* Records shown *
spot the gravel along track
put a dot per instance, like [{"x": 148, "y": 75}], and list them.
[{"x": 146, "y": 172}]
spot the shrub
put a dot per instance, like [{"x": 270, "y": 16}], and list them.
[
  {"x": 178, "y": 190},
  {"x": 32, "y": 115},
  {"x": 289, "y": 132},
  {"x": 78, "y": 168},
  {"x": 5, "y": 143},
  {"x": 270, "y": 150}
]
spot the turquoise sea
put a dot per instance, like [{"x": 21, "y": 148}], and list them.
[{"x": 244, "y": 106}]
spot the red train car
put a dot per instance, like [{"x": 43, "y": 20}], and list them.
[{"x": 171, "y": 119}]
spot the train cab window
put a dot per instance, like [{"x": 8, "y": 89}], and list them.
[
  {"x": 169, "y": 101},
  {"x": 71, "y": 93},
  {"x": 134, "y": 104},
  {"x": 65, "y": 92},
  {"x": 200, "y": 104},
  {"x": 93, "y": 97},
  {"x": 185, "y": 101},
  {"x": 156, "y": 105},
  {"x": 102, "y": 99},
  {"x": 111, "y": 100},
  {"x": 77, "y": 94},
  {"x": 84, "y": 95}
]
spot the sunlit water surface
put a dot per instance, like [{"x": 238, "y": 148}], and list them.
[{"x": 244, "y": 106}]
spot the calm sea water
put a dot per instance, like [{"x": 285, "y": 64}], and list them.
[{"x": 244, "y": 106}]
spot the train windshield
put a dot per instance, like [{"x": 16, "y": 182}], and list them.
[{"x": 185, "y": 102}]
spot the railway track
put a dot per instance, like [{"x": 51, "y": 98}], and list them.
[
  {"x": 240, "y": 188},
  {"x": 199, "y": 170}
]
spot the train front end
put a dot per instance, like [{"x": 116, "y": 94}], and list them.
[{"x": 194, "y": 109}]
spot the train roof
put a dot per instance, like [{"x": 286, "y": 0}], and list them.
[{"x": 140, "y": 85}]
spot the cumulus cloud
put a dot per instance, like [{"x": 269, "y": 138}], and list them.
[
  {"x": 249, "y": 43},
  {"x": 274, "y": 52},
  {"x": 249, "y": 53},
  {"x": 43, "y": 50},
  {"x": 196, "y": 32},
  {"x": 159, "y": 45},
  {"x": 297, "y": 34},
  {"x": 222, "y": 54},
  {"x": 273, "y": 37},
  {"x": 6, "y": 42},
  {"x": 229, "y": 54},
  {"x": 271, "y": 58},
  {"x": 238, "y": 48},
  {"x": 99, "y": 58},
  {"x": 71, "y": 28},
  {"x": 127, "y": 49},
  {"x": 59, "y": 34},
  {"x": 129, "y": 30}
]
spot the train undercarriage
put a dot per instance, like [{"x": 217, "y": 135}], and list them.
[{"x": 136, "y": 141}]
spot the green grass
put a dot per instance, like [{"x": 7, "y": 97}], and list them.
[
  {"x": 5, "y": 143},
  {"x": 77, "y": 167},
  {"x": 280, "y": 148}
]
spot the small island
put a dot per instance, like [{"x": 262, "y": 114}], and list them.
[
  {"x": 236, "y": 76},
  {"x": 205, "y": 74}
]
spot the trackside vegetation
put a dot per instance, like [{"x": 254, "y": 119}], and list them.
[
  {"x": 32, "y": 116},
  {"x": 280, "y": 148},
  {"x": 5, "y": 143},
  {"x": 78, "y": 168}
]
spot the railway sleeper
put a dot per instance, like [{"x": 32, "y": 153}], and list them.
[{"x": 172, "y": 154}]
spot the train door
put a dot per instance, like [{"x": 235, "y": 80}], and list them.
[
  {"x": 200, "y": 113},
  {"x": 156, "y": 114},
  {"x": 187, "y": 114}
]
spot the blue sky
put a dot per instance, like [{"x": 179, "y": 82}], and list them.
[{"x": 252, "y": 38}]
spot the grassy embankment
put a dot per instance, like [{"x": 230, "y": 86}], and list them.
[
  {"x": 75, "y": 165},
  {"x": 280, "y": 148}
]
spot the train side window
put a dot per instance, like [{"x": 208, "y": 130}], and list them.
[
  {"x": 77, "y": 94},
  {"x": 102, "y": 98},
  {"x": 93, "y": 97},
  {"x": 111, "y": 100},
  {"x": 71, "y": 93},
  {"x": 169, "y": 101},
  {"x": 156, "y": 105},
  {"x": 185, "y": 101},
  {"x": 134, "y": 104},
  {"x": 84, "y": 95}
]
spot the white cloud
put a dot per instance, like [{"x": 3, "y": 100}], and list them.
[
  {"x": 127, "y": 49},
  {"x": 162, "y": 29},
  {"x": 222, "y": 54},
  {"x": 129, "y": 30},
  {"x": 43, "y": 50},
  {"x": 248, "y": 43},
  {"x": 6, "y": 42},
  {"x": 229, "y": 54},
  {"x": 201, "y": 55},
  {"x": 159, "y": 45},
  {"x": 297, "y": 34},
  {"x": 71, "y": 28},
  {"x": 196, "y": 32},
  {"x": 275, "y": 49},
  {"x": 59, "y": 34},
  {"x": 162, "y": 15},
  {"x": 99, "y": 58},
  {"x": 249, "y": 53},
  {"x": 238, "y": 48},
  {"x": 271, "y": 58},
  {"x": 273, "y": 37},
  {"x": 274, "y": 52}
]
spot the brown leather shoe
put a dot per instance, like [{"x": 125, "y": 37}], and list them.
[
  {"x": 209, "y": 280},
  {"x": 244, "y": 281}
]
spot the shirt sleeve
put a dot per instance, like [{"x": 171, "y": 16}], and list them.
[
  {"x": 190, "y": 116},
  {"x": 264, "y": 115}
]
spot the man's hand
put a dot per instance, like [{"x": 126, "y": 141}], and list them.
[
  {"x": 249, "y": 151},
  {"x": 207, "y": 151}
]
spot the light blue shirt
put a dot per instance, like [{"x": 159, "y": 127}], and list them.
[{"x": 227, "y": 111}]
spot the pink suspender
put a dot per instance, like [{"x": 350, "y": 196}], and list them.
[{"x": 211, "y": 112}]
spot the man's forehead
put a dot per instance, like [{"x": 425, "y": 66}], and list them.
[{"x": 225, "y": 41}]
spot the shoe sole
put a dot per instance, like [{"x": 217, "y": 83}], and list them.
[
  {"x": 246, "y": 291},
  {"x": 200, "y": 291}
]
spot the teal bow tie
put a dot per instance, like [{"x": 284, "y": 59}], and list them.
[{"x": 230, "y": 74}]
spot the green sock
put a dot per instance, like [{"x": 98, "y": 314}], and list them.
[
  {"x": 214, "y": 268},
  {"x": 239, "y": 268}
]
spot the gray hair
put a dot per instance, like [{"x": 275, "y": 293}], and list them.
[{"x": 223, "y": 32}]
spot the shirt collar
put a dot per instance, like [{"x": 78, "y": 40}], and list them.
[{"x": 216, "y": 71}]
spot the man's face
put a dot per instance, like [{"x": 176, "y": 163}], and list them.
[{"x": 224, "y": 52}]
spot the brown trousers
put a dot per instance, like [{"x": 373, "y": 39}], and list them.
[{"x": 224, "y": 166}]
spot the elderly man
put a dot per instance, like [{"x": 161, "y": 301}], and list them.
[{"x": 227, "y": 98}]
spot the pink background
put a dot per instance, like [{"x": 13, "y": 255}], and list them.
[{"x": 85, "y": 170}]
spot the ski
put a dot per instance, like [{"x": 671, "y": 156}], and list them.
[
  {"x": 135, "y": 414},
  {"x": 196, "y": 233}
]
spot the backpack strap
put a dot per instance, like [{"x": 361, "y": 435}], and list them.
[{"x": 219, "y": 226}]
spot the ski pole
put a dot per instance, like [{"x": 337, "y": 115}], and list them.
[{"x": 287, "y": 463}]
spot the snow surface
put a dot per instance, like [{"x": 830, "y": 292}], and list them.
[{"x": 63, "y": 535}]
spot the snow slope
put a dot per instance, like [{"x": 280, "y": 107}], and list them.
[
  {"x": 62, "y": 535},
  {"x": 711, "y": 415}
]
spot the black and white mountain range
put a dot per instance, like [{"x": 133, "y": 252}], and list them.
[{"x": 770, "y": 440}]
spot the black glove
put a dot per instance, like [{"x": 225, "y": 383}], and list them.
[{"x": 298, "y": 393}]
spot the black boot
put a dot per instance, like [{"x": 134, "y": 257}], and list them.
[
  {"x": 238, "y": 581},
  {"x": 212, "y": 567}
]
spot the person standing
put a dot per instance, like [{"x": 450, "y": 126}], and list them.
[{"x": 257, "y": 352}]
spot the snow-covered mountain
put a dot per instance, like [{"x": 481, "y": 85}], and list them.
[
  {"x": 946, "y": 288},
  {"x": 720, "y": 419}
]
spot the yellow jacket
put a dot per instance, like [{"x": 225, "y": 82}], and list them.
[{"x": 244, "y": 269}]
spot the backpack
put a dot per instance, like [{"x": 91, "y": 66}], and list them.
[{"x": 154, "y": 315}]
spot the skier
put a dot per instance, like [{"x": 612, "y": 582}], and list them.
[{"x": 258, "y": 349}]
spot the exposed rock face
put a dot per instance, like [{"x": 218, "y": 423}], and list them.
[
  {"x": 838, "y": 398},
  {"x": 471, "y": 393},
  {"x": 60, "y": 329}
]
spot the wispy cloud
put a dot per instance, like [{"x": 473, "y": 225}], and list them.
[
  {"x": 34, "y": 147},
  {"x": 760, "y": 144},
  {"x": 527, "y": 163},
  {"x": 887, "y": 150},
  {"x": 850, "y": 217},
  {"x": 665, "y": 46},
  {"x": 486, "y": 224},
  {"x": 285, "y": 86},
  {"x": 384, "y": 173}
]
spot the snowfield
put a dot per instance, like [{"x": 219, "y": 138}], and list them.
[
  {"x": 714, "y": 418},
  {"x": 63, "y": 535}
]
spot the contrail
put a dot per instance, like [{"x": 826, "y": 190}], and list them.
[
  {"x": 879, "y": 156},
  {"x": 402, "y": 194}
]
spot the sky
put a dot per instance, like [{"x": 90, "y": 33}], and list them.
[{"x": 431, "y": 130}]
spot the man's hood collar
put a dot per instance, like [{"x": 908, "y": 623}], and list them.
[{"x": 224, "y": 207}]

* Problem description *
Retype only the lines running from the line with "spot the exposed rock face" to the end of the listing, including both of those lines.

* Solution for this exercise *
spot the exposed rock face
put a dot per instance, like [{"x": 218, "y": 423}], and list them.
[
  {"x": 838, "y": 398},
  {"x": 471, "y": 393},
  {"x": 60, "y": 329}
]
spot the wispy cloud
put a dot per instance, like [{"x": 473, "y": 225}], and list them.
[
  {"x": 34, "y": 147},
  {"x": 760, "y": 144},
  {"x": 527, "y": 163},
  {"x": 887, "y": 150},
  {"x": 850, "y": 217},
  {"x": 665, "y": 46},
  {"x": 486, "y": 224},
  {"x": 285, "y": 86},
  {"x": 384, "y": 173}
]
spot the snowfield
put a dot per instance, like [{"x": 219, "y": 138}], and list them.
[
  {"x": 714, "y": 418},
  {"x": 63, "y": 535}
]
spot the contrail
put a dot per instance, like [{"x": 826, "y": 190}], and list them.
[
  {"x": 879, "y": 156},
  {"x": 402, "y": 194}
]
spot the sky
put a dot per instance, like [{"x": 90, "y": 33}], and list them.
[{"x": 431, "y": 130}]
spot the man's hood collar
put a dot per instance, like [{"x": 908, "y": 623}], and list them.
[{"x": 224, "y": 207}]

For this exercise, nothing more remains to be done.